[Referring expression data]
*-*-*

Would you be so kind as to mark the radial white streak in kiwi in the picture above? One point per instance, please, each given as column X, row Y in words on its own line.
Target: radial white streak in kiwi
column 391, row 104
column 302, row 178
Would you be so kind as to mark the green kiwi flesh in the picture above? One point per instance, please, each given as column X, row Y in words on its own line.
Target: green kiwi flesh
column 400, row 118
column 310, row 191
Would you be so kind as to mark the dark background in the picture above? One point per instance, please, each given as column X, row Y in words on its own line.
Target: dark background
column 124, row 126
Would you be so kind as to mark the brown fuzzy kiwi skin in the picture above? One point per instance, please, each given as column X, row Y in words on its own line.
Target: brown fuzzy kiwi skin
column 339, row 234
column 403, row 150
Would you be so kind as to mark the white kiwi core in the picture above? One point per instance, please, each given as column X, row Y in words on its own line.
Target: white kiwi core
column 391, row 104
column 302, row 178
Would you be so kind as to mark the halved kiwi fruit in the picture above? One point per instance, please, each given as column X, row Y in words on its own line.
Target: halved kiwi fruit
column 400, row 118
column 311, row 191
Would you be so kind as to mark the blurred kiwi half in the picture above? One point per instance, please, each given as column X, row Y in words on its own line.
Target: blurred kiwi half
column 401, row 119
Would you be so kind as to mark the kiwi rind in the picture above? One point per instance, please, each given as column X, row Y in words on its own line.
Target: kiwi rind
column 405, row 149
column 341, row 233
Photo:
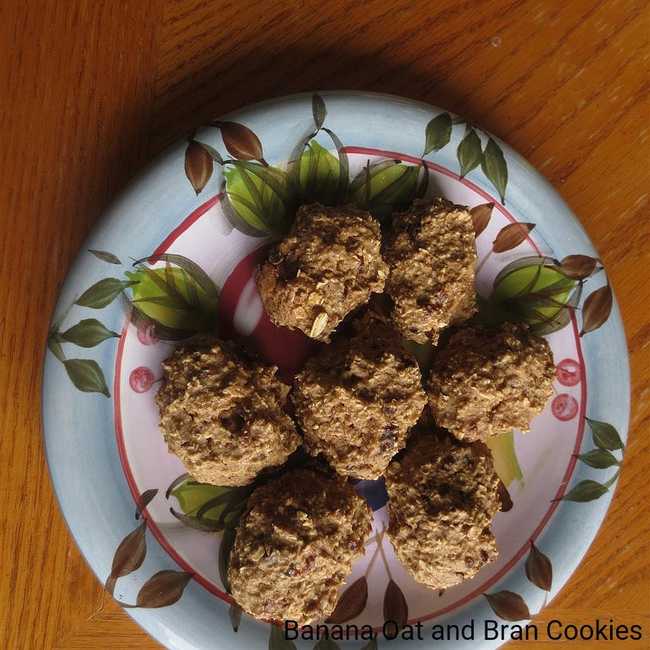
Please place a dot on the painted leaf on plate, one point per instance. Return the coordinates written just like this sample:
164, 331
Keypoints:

*-*-*

» **Activity**: Copy the lines starting at the line that contains "Target: brown fuzzy kiwi skin" and running to the final line of the entries, inclusive; omit all pictures.

» **Solution for this exercise**:
Target: brown fuzzy kiwi skin
column 339, row 234
column 403, row 150
Would you be so kind as to mark the white kiwi core in the picture above? One point per instance, please, each given as column X, row Y in words on its own line.
Target: white kiwi core
column 391, row 104
column 302, row 178
Would you be so kind as to mark the halved kiwi fruit in the picture above? One point per instance, please, each given as column X, row Y in words on its own line.
Target: halved kiwi fruit
column 400, row 118
column 311, row 191
Would you be so kind as to mark the blurred kiwi half in the picture above? One point per instance, please, each given as column X, row Y in words on its own line.
Target: blurred kiwi half
column 401, row 119
Would you be so kind as to mark the kiwi rind in the picture above? One point per instance, please, each given as column X, row Y in words on its own line.
Target: kiwi rind
column 405, row 149
column 341, row 233
Photo:
Please place a dot on the painted leaf on plate, one point per instance. Return the coordinates written just like this sample:
164, 331
Keypoints:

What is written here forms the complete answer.